▶ [Task goal]:
Rewrite the remarks on can growth from "In fact, they" down to "point of view.", replacing "glass" with "plastic".

### Extract provided

In fact, they are taking share in that category from glass. But as I say, you’re just seeing it going outside The US instead of production. So, yeah, no reason why that came back and no reason why The US market can’t grow two, 3%. As I said, I think, you know, there’s been a lot of commentary around the category recently that has been a little bit negative. You know, about possible trends and, you know, snap and weight loss drugs. But I think it that commentary is has been a bit overweight things that aren’t yet happening and a bit underweight things that are happening. Which is the innovations going into the can. The can is still very strong. From a sustainability point of view, and the can is still super efficient. From a filling and economics point of view.
So, you know, we see those long-term trends as driving the category. And there’s no reason that’s why North America can’t grow at that sort of rate, which it grew pre-COVID at that kind of rate. So, yeah, I’d remain optimistic on North American can growth for sure.

######
### Data under study

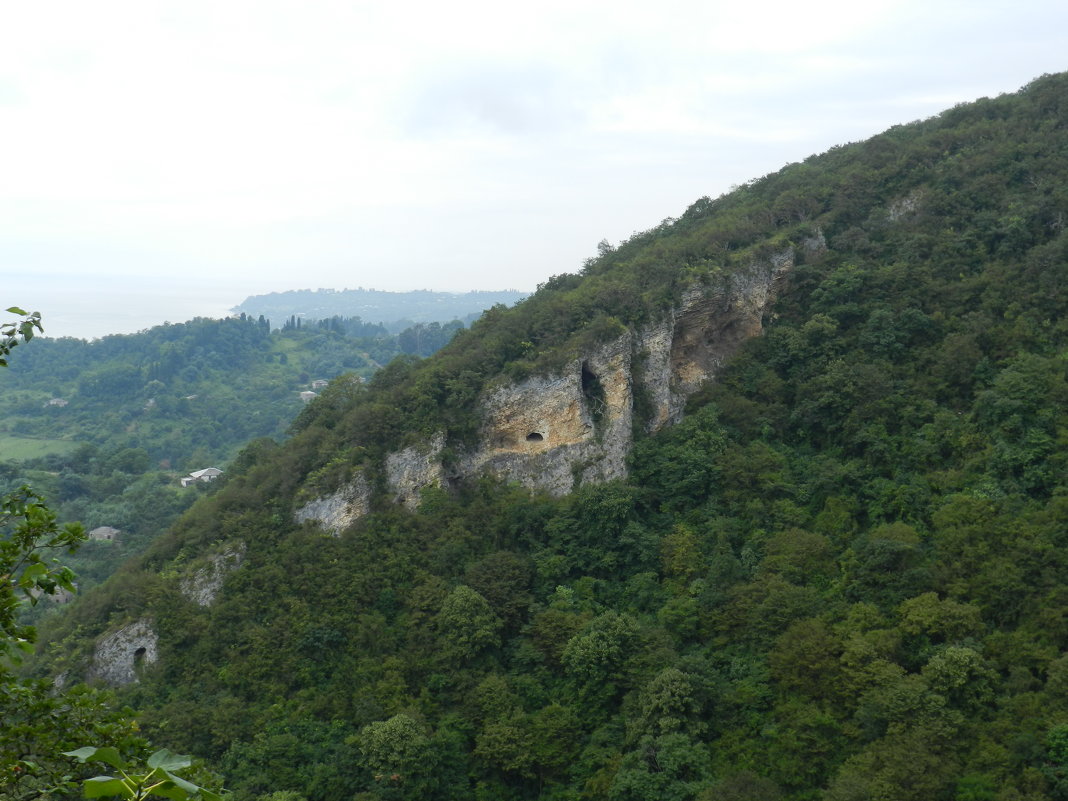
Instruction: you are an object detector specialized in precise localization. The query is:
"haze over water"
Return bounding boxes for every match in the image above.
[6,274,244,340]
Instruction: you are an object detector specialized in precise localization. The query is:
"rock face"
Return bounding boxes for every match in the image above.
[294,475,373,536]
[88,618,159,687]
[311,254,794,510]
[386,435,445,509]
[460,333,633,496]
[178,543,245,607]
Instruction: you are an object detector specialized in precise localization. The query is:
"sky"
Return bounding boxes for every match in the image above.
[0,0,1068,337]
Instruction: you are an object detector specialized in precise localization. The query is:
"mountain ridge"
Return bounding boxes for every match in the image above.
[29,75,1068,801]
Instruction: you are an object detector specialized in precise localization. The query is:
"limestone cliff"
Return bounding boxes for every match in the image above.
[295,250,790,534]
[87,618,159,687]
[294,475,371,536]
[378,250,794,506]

######
### Data under study

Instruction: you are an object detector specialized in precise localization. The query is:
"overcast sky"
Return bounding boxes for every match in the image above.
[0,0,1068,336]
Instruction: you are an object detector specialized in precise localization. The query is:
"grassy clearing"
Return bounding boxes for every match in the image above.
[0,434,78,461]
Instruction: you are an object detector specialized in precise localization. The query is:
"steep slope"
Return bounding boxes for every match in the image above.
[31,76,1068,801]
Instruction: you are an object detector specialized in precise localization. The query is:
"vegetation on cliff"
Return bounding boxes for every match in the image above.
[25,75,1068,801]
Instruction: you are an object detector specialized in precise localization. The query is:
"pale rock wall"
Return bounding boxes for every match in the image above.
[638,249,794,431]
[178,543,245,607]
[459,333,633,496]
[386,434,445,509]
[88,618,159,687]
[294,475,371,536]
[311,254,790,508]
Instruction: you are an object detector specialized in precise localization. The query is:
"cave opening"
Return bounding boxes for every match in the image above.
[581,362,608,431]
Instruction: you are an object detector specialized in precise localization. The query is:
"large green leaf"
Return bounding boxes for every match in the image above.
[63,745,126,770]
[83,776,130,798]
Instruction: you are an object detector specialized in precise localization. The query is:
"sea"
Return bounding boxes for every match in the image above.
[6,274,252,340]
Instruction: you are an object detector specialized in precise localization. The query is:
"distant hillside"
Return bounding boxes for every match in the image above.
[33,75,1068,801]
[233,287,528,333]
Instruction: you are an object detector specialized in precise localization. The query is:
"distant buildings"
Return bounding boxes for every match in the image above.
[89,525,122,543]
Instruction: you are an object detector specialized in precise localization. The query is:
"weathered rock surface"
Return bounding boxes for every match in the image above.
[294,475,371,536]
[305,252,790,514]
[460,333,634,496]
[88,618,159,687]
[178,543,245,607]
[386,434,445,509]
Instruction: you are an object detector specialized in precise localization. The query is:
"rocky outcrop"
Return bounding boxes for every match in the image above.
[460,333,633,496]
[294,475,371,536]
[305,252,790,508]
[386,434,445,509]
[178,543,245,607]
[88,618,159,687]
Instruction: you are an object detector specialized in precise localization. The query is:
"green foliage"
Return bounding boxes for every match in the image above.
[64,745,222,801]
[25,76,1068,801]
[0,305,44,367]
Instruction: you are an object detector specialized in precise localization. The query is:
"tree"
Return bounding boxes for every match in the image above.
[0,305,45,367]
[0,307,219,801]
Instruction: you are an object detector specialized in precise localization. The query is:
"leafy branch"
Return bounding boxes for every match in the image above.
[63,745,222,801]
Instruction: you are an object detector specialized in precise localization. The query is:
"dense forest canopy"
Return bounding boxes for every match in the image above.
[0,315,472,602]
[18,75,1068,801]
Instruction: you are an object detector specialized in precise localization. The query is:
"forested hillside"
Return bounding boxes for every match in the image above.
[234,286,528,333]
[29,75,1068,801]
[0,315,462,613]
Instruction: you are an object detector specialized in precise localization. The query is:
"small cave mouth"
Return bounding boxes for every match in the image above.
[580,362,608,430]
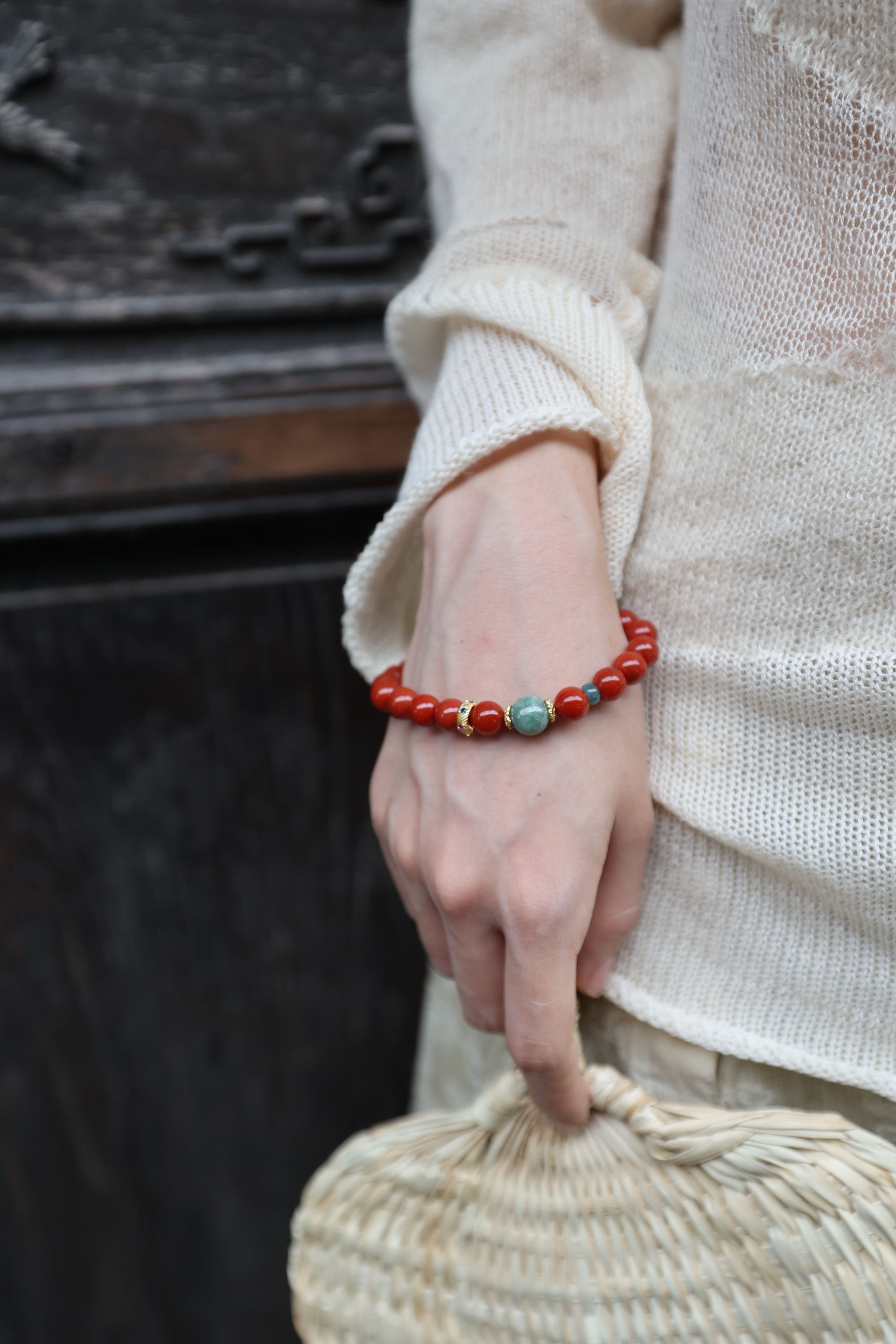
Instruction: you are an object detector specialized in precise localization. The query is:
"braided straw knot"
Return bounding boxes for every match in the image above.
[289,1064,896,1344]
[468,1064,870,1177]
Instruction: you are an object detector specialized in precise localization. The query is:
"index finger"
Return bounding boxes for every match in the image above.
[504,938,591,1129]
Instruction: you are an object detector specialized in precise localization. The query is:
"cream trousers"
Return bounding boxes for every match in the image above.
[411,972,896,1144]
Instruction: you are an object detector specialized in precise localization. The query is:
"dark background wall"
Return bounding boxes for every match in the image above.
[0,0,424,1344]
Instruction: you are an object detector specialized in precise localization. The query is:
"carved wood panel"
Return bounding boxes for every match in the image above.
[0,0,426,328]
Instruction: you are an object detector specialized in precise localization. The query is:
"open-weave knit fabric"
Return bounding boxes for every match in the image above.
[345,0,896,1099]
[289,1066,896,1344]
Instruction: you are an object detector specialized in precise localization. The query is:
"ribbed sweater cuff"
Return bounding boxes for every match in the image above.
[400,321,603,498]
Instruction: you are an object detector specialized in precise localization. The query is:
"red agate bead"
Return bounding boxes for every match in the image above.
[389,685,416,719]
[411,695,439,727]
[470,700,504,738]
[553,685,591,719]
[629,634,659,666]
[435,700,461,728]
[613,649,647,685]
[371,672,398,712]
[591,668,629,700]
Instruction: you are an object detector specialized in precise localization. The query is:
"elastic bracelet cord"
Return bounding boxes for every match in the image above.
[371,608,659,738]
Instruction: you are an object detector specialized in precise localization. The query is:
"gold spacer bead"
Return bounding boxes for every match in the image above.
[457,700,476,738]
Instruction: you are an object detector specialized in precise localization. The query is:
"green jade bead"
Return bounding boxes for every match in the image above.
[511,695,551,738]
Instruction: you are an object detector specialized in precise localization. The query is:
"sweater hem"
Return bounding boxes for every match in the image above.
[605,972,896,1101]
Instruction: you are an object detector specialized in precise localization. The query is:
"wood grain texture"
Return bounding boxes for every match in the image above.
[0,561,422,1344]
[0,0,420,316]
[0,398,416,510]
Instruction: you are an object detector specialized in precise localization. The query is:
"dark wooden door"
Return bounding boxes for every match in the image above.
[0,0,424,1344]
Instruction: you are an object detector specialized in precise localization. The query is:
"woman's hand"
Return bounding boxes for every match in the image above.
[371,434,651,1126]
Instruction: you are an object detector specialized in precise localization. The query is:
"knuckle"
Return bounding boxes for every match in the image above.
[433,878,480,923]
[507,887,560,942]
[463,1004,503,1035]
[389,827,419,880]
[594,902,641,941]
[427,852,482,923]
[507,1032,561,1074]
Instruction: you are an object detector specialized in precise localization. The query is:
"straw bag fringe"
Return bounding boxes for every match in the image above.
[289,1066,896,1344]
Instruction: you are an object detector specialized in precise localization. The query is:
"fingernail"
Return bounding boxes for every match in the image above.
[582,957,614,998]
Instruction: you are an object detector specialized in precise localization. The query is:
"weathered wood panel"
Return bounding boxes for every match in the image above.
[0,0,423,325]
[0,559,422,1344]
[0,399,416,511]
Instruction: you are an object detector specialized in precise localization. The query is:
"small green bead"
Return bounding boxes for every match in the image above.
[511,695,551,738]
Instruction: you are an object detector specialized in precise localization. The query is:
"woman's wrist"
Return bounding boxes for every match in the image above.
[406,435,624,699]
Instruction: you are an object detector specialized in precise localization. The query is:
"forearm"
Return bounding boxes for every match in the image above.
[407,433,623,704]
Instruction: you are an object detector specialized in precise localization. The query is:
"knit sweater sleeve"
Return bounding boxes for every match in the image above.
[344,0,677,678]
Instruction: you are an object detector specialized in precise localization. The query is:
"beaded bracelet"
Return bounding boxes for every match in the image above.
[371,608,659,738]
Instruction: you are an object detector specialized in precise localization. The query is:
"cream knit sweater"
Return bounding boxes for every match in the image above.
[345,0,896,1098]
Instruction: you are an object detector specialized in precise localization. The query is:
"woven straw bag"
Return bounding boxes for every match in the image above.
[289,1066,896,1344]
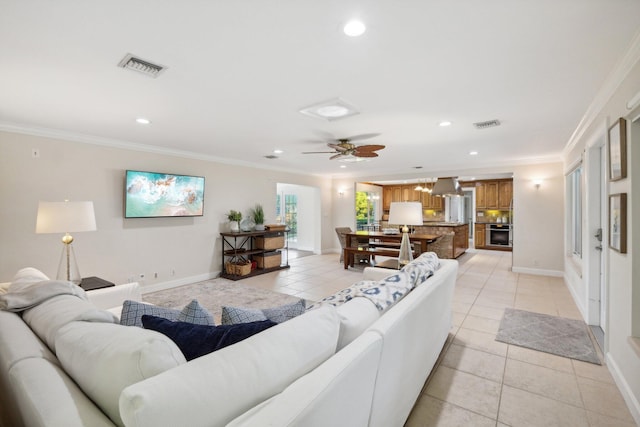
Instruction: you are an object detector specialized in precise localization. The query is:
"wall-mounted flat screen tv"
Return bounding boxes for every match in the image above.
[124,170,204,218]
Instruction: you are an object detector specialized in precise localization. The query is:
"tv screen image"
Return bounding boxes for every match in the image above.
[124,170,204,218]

######

▶ [Finished task]:
In fact, they are taking share in that category from plastic. But as I say, you’re just seeing it going outside The US instead of production. So, yeah, no reason why that came back and no reason why The US market can’t grow two, 3%. As I said, I think, you know, there’s been a lot of commentary around the category recently that has been a little bit negative. You know, about possible trends and, you know, snap and weight loss drugs. But I think it that commentary is has been a bit overweight things that aren’t yet happening and a bit underweight things that are happening. Which is the innovations going into the can. The can is still very strong. From a sustainability point of view, and the can is still super efficient. From a filling and economics point of view.